*TASK REQUIREMENTS*
A: Copy the stretch of the trichotillomania text below from "The presence of" through "of the sufferer.".
B: Answer these questions from the trichotillomania text below:
(i) On what part of the body does hair-pulling typically occur?
(ii) What are the two degrees of awareness the text names?
(iii) Which aspect of the sufferer do the treatment options usually focus on?
C: Please continue the trichotillomania text below, picking up after its last sentence.

Trichotillomania is a type of impulse control disorder, where sufferers have the uncontrollable urge to pull out their hair. Hair-pulling typically occurs on the scalp of the head, though it is not uncommon for sufferers to target other regions of the body, such as the arms, eyelids and eyebrows.
Common Causes of Trichotillomania
There are two varying degrees of awareness in trichotillomania: Automatic & Focused.
In automatic trichotillomania, sufferers are unaware of their hair-pulling tendencies. This may result in gradually noticeable signs of hair loss, which may be an alarming sight. On the other hand, sufferers of focused trichotillomania are fully aware of their hair-pulling habits and use them as a form of catharsis or relief from emotional stress.
Symptoms of Trichotillomania
The signs of trichotillomania are often subtle and gradual.
Common signs of trichotillomania include:
Recurring habit of chewing or biting hair that are pulled out.
A tension or urge to pull hair out, which causes slight bodily resistance when ignored.
The presence of thinning, shortened or bald patches of hair on the body.
Pleasure derived from hair-pulling
Satisfaction from pulling textures similar to human hair, i.e. fine tassels and synthetic bristles.
Treatments for Trichotillomania
There are a few available treatment options which reduce or stop hair-pulling tendencies. These usually focus on the psychological aspect of the sufferer.

*EXTRACTED DATA*
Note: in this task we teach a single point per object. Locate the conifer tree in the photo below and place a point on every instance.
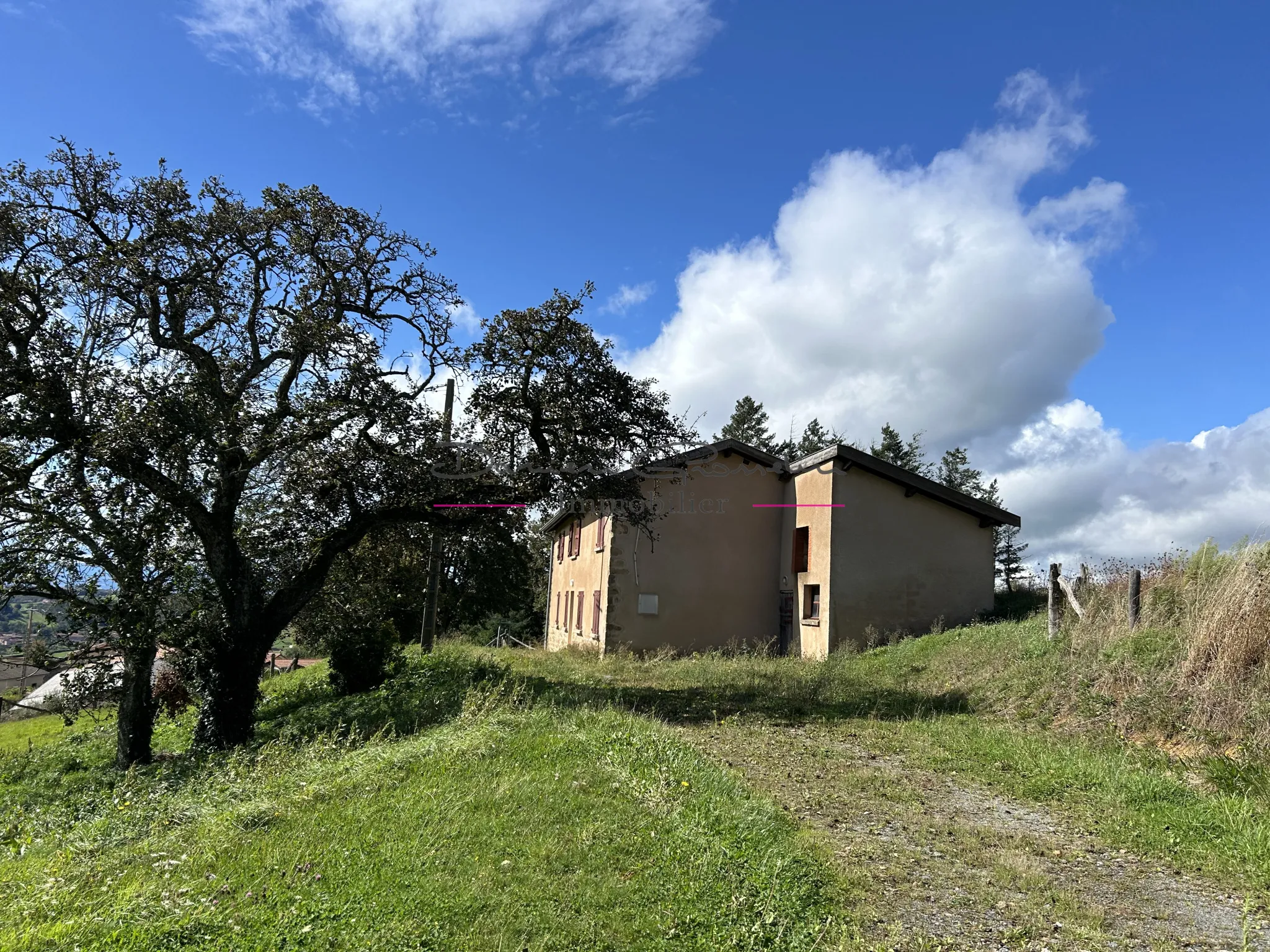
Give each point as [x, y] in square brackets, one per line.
[748, 425]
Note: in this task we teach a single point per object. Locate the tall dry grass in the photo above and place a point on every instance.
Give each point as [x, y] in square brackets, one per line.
[1203, 641]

*TASK RESULTS*
A:
The presence of thinning, shortened or bald patches of hair on the body.
Pleasure derived from hair-pulling
Satisfaction from pulling textures similar to human hair, i.e. fine tassels and synthetic bristles.
Treatments for Trichotillomania
There are a few available treatment options which reduce or stop hair-pulling tendencies. These usually focus on the psychological aspect of the sufferer.

B:
(i) The scalp of the head.
(ii) Automatic and focused.
(iii) The psychological aspect.

C:
Habit Reversal Training
This is often prescribed as the primary treatment for trichotillomania. Habit reversal training identifies the key triggers of hair-pulling and redirects responses thorough healthier outlets such as exercise or simple actions such as fist-clenching.
Cognitive behavioral therapies are aimed at fixing faulty thought processes behind hair-pulling. Treatment is centered on correcting distorted thought systems -i.e. the more hair pulled, less problems in life.
Acceptance & Commitment Therapy (ACT)
Advanced trichotillomania treatment may involve ACT, which focuses on consciously accepting the presence of a habit or hair-pulling problem. The conscious recognition of hair-pulling responses creates stronger awareness and self-acceptance, which paradoxically reduces stress levels and hair-pulling urges.
Selective serotonin reuptake inhibitors (SSRIs) curb emotional responses that contribute to hair-pulling habits. However, antidepressants should be seen as a last resort due to their long list of negative side effects, which include insomnia and long-term weight gain.